┏━━

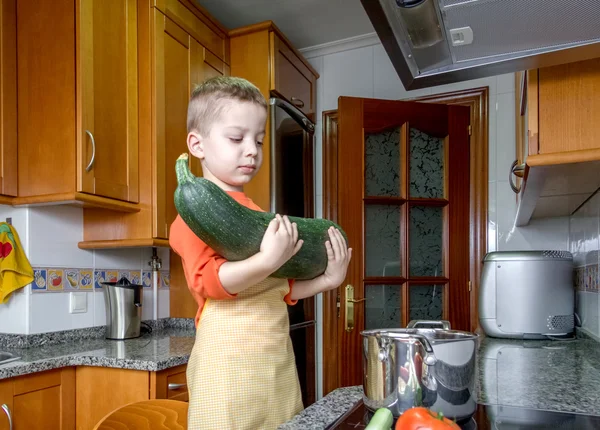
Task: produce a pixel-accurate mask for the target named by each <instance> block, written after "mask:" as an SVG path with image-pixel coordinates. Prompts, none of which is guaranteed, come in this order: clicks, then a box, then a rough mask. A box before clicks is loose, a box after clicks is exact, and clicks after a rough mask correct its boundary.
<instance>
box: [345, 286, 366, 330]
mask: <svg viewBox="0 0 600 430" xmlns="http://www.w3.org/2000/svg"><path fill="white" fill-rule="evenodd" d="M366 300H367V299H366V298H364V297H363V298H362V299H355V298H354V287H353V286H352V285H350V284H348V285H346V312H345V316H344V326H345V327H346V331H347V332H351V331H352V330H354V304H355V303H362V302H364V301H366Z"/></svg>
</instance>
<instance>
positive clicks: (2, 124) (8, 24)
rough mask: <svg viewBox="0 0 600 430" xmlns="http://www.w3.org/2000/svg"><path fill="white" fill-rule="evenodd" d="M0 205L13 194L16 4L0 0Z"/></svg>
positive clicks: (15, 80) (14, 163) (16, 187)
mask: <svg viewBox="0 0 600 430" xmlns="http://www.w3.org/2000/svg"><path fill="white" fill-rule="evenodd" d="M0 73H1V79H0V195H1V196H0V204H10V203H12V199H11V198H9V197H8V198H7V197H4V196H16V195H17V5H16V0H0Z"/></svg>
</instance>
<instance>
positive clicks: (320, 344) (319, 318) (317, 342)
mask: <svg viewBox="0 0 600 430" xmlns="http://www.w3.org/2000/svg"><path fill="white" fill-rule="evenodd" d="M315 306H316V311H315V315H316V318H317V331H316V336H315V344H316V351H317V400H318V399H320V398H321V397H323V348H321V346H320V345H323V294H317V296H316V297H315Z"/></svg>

┗━━

WHAT YOU HAVE TO DO = Begin with the line containing "rough mask: <svg" and repeat each line exactly until the records above end.

SOLUTION =
rough mask: <svg viewBox="0 0 600 430" xmlns="http://www.w3.org/2000/svg"><path fill="white" fill-rule="evenodd" d="M0 205L13 194L16 4L0 0Z"/></svg>
positive clicks: (15, 80) (14, 163) (16, 187)
mask: <svg viewBox="0 0 600 430" xmlns="http://www.w3.org/2000/svg"><path fill="white" fill-rule="evenodd" d="M0 73H1V79H0V195H1V196H0V204H10V203H12V199H11V198H9V197H8V198H7V197H4V196H16V195H17V5H16V0H0Z"/></svg>
</instance>
<instance>
positive clicks: (320, 344) (319, 318) (317, 342)
mask: <svg viewBox="0 0 600 430" xmlns="http://www.w3.org/2000/svg"><path fill="white" fill-rule="evenodd" d="M315 306H316V311H315V315H316V318H317V331H316V336H315V344H316V351H317V400H318V399H320V398H321V397H323V348H321V346H320V345H323V294H317V296H316V297H315Z"/></svg>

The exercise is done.